_Passage retenu_
= = = = =
Par Salem BENAMMAR
Samuel Huntington dont l’ouvrage sur le choc des civilisations a suscité beaucoup de controverses à sa parution, s’est certainement trompé sur tous les points, sauf un seul, celui qu’il appelle la « civilisation islamique » qu’il aurait dû qualifier de wahhabite en mettant en exergue l’utilisation des Américains du wahhabisme pour étouffer les velléités de cette civilisation.
Plus que toute autre, elle est à contre-courant de l’évolution du monde et des droits universels humains et hostile culturellement à toute forme de progrès et de développement à cause de la mainmise de la religion sur la vie des hommes.
= = = = =
_Consigne_
Relevez, dans le passage retenu, tout ce à quoi la civilisation décrite est dite aller à contre-courant ou être hostile.

_Bloc de données_
= = = = =
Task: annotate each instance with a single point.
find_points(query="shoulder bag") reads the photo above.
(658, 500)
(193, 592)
= = = = =
_La réponse_
- l'évolution du monde
- les droits universels humains
- toute forme de progrès
- toute forme de développement